* Entries shown
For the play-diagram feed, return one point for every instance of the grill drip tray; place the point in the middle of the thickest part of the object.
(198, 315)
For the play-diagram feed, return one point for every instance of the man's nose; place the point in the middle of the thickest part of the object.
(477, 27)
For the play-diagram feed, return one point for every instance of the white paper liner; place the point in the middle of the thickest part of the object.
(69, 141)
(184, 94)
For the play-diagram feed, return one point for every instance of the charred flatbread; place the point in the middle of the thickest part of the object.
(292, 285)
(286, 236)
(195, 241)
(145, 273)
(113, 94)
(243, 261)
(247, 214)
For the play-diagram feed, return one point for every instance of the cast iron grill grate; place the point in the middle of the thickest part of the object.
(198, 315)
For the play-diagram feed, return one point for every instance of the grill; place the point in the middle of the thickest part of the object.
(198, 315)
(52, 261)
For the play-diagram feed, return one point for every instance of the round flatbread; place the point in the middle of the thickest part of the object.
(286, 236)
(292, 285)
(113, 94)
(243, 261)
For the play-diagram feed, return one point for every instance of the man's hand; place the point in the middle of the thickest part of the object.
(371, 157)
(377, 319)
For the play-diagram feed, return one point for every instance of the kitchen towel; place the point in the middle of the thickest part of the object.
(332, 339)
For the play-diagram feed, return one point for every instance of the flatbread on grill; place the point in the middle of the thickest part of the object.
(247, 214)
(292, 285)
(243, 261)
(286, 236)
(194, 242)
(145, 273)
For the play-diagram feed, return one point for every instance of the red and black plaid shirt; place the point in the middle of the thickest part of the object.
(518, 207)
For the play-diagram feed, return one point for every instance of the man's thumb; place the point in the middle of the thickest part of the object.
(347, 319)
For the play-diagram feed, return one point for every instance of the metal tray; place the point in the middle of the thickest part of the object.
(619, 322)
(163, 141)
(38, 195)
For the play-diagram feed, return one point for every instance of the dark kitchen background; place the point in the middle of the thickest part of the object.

* What this task involves
Each record above should be reproduced in full, exactly as it stands.

* Solution for this problem
For the play-diagram feed, return one point for every instance of the grill drip tray; place the point in the middle of the thickest part of the object.
(198, 315)
For the play-diagram feed, return one point for every instance of the man's nose; place the point in the middle of the thickest part of the object.
(477, 27)
For the play-diagram feed, return one point for every instance of the white paper liner; place the point in the middle of the thickest part of the object.
(69, 141)
(184, 94)
For the play-diagram feed, return one point for every instance of the charred flatbread; place the point in the middle of the thickest part of the object.
(292, 285)
(286, 236)
(195, 241)
(145, 273)
(113, 94)
(243, 261)
(247, 214)
For the play-diagram feed, return one point for every instance of the cast iron grill grate; place the point in the middle of the thickest part of the object.
(198, 315)
For the play-diagram feed, return one point for every instance of the grill; place the point in the middle of the thickest part of the object.
(198, 315)
(52, 261)
For the play-diagram feed, return one point for every instance of the round flatbread; place the point in the middle of the thickest part of the object.
(286, 236)
(292, 285)
(113, 94)
(243, 261)
For the play-diagram feed, return one point for every instance of the man's hand; place the point in the middle of the thickest part of the object.
(371, 157)
(377, 319)
For the play-diagram feed, return one point for every instance of the kitchen towel; place the point in the middle of the thickest part of the object.
(332, 339)
For the play-diagram feed, return one point for every instance of the flatbread on grill; place the point in the middle of the thickest part of the object.
(247, 214)
(292, 285)
(243, 261)
(286, 236)
(194, 242)
(145, 273)
For the play-diagram feed, return one point for every instance of the red and black plaid shirt; place the point in the middle of the thickest part of the object.
(518, 207)
For the play-diagram feed, return one point for every instance of the man's thumb; place the point in the middle of the thickest part of the object.
(347, 319)
For the play-diagram feed, return one point for every instance of the metal tray; place the point in the middle of the thickest part of the object.
(619, 322)
(163, 141)
(38, 195)
For the play-diagram feed, return one point for every instance of the dark kitchen background; place the point in the middle of the thickest part of the object.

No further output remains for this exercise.